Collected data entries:
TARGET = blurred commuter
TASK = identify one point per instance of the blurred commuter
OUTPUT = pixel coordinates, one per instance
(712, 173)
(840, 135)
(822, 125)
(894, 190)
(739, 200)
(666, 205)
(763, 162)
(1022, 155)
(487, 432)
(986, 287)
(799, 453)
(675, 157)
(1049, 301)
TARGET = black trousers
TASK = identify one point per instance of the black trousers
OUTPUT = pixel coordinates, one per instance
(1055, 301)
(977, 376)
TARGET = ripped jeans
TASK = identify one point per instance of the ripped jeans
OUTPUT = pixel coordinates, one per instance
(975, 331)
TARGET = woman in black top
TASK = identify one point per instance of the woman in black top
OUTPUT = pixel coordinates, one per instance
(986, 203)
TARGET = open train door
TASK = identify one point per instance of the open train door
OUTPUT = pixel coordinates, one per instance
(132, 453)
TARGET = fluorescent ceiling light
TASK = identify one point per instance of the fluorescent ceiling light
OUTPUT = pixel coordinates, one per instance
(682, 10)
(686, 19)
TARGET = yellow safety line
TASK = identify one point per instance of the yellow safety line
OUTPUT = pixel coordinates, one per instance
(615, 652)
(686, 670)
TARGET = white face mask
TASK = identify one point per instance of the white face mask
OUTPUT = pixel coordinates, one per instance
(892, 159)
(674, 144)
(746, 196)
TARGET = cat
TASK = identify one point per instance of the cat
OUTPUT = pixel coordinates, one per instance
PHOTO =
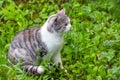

◆ Aim
Scale the entries from their first line through the line containing "(1049, 301)", both ends included, and write out every line again. Multiply each answer coordinate by 1.55 and round to whole numbers, with halves rounded up.

◆ Correct answer
TARGET = blurred commuter
TASK = identify one point per instance of the blurred commuter
OUTPUT = pixel coordinates, one per instance
(1104, 268)
(1302, 209)
(1274, 194)
(1386, 295)
(1145, 310)
(1032, 318)
(1183, 251)
(1584, 240)
(755, 670)
(1528, 445)
(1238, 702)
(1046, 243)
(1626, 467)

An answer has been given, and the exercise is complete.